▸ **AIM OF THE EXERCISE**
Please reproduce the passage below about Ann Richards' rise to office word for word, starting with "Suddenly, Ann became" and going on through "convention in 1992.".

At the time, the joke was considered uncouth but not that uncommon. The comment barely dented his chances, and Williams still led Ann by fifteen points almost six months after the remark. His real trouble started after he refused to release his taxes, telling a reporter that he paid nothing in 1986, the year of the oil bust that cost hundreds of thousands of Texans their jobs. “The guy’s a Donald Trump in a cowboy hat, selling one failing business to shore up another,” Ann’s campaign manager Mary Beth Rogers said, a reference to the high-profile financial collapse of the then New York real estate developer. On Election Night, Texans agreed: They backed Ann by 49 to 47 percent.

Suddenly, Ann became the most powerful elected woman in America. Richards saw firsthand how women’s equality, and the inherent right to abortion she believed it included, could conquer even in Texas. “My name is Ann Richards, and I am pro-choice and I vote,” her mother declared at the party’s national convention in 1992.

Her victory was a harbinger of new power for Democratic women. During Ann’s first year in office, Americans were riveted to their television screens, watching the fourteen white men of the Senate Judiciary Committee interrogate Anita Hill, a Black law professor who alleged that Clarence Thomas, President George H. W. Bush’s nominee to the Supreme Court, had sexually harassed her. Only two women served in the US Senate then—one Republican, one Democrat—and neither was on the committee.

Women responded by running for office in droves in 1992, determined to transform Washington, and they won. The number of women in the Senate tripled to six. Forty-seven women won House seats, a new record for female representation in the chamber. Media outlets declared “the Year of the Woman.” Nearly all these new women were Democrats and supported abortion rights. Any antiabortion agenda seemed gutted after the election, especially after the Supreme Court’s ruling that year in Casey.

▸ **MATERIAL PROVIDED**
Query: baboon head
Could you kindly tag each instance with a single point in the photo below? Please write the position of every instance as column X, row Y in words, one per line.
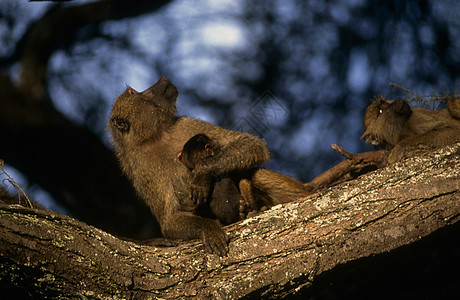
column 140, row 116
column 384, row 121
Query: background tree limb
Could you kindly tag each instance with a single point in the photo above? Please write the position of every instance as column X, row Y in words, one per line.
column 277, row 253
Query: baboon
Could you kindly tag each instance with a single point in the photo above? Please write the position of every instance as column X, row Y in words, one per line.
column 393, row 124
column 148, row 136
column 225, row 199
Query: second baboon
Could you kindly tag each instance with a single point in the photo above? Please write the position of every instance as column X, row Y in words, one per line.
column 225, row 199
column 393, row 124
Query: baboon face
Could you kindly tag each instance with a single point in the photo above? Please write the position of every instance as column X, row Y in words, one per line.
column 384, row 121
column 140, row 116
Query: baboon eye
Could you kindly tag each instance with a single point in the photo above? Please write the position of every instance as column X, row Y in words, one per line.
column 121, row 124
column 131, row 91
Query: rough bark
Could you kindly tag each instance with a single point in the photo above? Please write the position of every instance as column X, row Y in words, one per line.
column 277, row 253
column 68, row 161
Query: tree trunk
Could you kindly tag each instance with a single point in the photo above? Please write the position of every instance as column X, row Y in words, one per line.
column 281, row 252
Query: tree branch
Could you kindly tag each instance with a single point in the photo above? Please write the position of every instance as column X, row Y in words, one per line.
column 277, row 253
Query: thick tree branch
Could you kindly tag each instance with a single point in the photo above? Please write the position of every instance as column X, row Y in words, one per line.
column 277, row 253
column 68, row 161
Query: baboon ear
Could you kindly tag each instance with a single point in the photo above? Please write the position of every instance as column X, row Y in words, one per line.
column 121, row 124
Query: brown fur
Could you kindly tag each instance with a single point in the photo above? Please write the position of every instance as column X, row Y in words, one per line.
column 393, row 124
column 148, row 136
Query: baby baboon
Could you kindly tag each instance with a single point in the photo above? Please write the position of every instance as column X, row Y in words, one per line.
column 224, row 202
column 147, row 136
column 393, row 124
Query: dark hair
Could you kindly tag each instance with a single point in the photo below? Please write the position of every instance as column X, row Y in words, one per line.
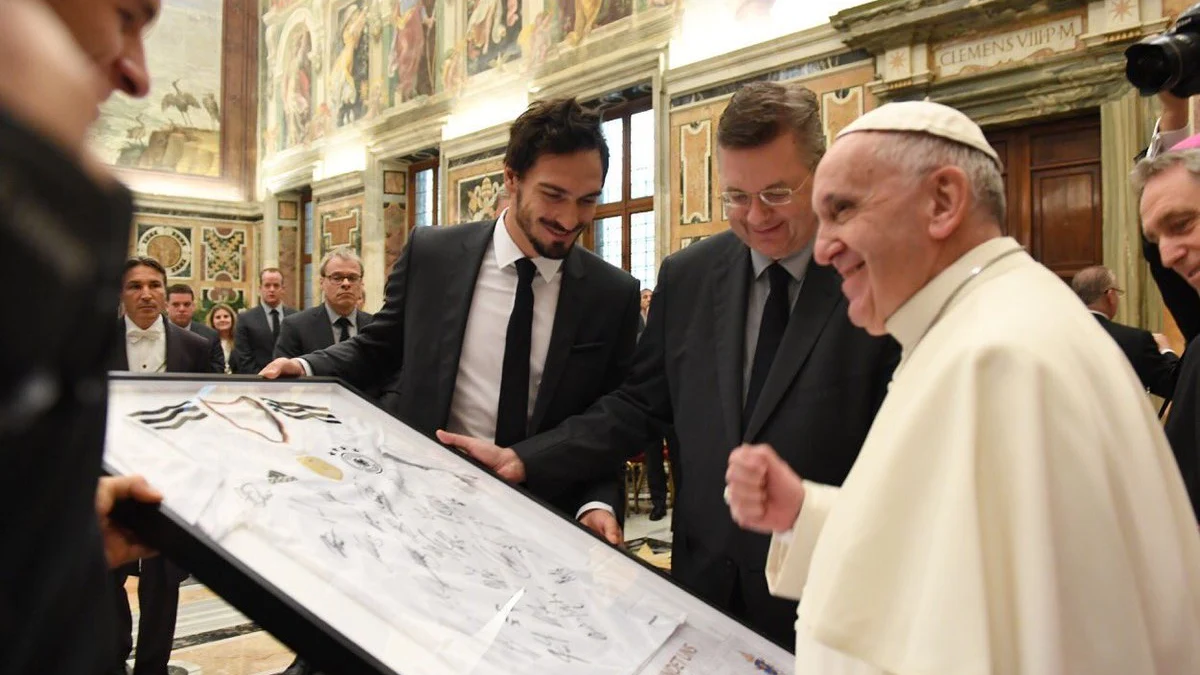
column 761, row 112
column 180, row 288
column 145, row 261
column 226, row 306
column 558, row 126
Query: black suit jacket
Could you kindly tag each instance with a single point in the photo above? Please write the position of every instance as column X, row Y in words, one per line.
column 815, row 408
column 186, row 351
column 216, row 354
column 419, row 334
column 1182, row 424
column 55, row 603
column 1157, row 371
column 310, row 330
column 252, row 341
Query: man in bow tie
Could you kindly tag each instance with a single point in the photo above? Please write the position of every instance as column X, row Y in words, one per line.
column 151, row 345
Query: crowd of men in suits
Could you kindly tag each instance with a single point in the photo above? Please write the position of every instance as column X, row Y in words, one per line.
column 747, row 340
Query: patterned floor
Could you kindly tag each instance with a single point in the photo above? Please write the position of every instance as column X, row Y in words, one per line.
column 211, row 638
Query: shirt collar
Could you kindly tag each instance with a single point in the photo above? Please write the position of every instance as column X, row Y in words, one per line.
column 508, row 254
column 334, row 316
column 796, row 264
column 156, row 327
column 910, row 323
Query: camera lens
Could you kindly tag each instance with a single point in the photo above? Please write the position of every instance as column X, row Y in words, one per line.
column 1153, row 65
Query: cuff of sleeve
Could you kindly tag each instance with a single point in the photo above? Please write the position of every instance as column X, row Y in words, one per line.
column 787, row 560
column 593, row 506
column 1164, row 141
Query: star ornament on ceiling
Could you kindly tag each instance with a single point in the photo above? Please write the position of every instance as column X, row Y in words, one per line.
column 1122, row 10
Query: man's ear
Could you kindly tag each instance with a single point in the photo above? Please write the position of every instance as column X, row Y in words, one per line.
column 952, row 201
column 510, row 180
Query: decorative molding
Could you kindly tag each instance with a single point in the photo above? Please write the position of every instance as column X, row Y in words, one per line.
column 473, row 144
column 291, row 171
column 465, row 160
column 190, row 207
column 750, row 63
column 888, row 24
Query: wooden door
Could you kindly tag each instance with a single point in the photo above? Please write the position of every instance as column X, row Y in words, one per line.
column 1053, row 186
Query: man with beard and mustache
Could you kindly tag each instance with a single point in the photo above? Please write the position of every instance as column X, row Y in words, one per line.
column 504, row 329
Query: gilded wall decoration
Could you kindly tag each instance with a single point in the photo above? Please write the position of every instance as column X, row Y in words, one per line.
column 349, row 83
column 232, row 297
column 491, row 34
column 210, row 255
column 169, row 245
column 395, row 223
column 223, row 251
column 695, row 172
column 839, row 108
column 289, row 264
column 177, row 127
column 411, row 45
column 479, row 197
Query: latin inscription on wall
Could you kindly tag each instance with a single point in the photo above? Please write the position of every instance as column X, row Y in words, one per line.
column 1024, row 45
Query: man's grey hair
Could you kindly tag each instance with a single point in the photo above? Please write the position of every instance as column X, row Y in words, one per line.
column 917, row 154
column 1091, row 284
column 345, row 254
column 1150, row 167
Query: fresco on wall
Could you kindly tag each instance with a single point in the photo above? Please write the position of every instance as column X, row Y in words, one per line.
column 411, row 46
column 577, row 18
column 480, row 197
column 349, row 65
column 491, row 34
column 297, row 96
column 177, row 127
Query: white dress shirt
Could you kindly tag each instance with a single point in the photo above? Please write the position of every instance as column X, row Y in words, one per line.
column 145, row 350
column 477, row 392
column 353, row 317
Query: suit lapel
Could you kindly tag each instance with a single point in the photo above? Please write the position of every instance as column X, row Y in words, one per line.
column 459, row 288
column 731, row 284
column 120, row 359
column 175, row 358
column 819, row 297
column 571, row 300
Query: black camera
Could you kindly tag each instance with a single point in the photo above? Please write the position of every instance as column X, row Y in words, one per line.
column 1169, row 61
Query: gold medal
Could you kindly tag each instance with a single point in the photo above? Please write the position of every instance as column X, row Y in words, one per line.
column 321, row 467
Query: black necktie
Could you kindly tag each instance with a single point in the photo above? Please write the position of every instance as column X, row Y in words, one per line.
column 511, row 414
column 771, row 333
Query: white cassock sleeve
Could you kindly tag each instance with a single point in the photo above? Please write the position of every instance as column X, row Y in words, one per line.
column 787, row 561
column 1005, row 518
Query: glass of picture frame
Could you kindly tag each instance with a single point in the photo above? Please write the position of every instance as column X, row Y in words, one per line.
column 370, row 548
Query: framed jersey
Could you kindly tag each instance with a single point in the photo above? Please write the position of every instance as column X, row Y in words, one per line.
column 370, row 548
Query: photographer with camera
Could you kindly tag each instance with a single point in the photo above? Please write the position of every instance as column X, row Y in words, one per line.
column 1168, row 186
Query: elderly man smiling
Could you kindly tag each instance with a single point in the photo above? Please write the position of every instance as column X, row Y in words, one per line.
column 1015, row 507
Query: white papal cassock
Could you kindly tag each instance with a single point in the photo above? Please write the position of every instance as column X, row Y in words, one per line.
column 1015, row 507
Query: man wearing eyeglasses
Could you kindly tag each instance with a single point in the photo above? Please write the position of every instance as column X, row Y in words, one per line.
column 1152, row 359
column 747, row 341
column 335, row 320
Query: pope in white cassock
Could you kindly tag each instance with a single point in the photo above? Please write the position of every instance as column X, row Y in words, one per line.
column 1015, row 507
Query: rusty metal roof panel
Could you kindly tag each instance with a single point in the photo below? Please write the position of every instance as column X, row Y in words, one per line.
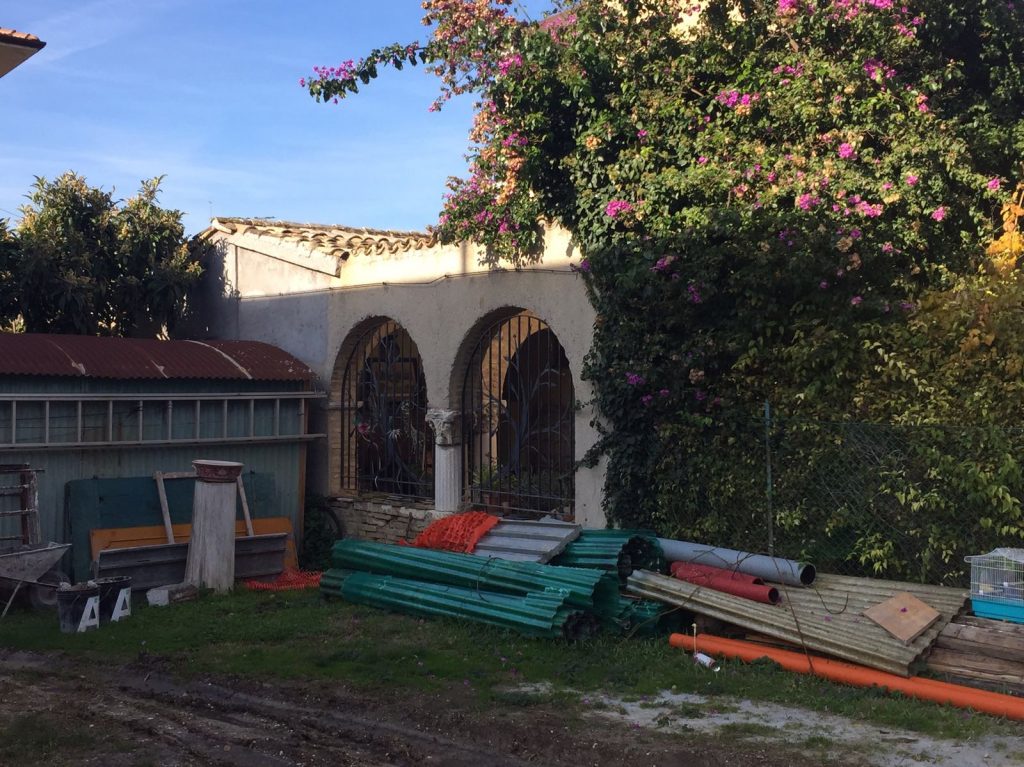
column 89, row 356
column 263, row 360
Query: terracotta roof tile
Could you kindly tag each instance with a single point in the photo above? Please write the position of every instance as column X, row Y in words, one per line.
column 337, row 241
column 13, row 37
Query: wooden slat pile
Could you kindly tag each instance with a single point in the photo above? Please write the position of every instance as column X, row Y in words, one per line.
column 981, row 652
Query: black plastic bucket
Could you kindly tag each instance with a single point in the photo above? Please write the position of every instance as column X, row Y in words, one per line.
column 115, row 598
column 78, row 608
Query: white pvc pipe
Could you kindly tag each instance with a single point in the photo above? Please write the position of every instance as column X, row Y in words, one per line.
column 775, row 569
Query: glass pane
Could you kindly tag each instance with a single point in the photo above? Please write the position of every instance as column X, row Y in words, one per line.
column 64, row 422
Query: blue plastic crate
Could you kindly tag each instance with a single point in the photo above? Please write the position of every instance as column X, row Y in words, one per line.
column 997, row 608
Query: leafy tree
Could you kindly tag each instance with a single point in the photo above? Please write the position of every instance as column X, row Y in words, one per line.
column 88, row 264
column 771, row 197
column 8, row 255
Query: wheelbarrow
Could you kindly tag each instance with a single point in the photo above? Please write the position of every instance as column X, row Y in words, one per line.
column 27, row 564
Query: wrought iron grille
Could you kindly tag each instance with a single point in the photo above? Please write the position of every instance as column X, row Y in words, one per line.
column 517, row 406
column 386, row 444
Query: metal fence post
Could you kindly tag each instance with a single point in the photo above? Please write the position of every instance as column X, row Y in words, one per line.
column 768, row 482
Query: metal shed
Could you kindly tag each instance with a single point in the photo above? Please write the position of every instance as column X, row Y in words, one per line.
column 83, row 408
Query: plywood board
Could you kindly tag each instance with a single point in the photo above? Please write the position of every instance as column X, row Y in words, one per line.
column 903, row 615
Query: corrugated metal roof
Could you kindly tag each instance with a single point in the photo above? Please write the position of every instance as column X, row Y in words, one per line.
column 13, row 37
column 826, row 618
column 89, row 356
column 525, row 541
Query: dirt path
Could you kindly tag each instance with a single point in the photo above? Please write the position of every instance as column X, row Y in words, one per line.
column 58, row 711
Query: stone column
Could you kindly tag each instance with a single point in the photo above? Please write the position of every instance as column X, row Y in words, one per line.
column 211, row 550
column 448, row 458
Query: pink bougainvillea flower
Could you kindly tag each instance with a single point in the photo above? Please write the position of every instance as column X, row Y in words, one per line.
column 614, row 207
column 807, row 202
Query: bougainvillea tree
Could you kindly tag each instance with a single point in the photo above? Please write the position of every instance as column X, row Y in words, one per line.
column 762, row 190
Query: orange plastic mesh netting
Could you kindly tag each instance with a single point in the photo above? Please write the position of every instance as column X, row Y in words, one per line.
column 457, row 533
column 287, row 581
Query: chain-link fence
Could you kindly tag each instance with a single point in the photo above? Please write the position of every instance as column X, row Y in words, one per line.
column 882, row 500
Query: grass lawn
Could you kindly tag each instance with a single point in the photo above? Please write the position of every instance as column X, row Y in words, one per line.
column 297, row 635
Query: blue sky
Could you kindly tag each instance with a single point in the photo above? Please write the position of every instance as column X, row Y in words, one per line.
column 206, row 92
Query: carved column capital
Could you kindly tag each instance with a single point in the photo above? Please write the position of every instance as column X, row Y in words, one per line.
column 446, row 425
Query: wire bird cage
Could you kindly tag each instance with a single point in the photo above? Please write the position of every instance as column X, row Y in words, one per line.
column 997, row 584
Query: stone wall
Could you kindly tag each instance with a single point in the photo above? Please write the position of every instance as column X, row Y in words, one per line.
column 383, row 520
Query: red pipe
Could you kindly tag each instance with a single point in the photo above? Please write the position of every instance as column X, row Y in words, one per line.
column 730, row 582
column 858, row 676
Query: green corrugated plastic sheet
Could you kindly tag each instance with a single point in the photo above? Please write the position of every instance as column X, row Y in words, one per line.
column 645, row 618
column 590, row 590
column 616, row 551
column 538, row 614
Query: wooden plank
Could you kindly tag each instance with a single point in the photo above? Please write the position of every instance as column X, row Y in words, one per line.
column 164, row 509
column 967, row 662
column 245, row 506
column 903, row 615
column 981, row 650
column 101, row 539
column 984, row 639
column 1008, row 627
column 978, row 680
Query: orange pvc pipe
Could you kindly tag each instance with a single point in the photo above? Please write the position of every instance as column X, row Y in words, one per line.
column 858, row 676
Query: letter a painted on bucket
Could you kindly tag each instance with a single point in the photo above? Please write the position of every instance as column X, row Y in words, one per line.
column 122, row 608
column 90, row 615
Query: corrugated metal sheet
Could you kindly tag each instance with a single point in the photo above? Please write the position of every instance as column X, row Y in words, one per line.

▸ **RESPONSE AREA**
Suddenly, Ann became the most powerful elected woman in America. Richards saw firsthand how women’s equality, and the inherent right to abortion she believed it included, could conquer even in Texas. “My name is Ann Richards, and I am pro-choice and I vote,” her mother declared at the party’s national convention in 1992.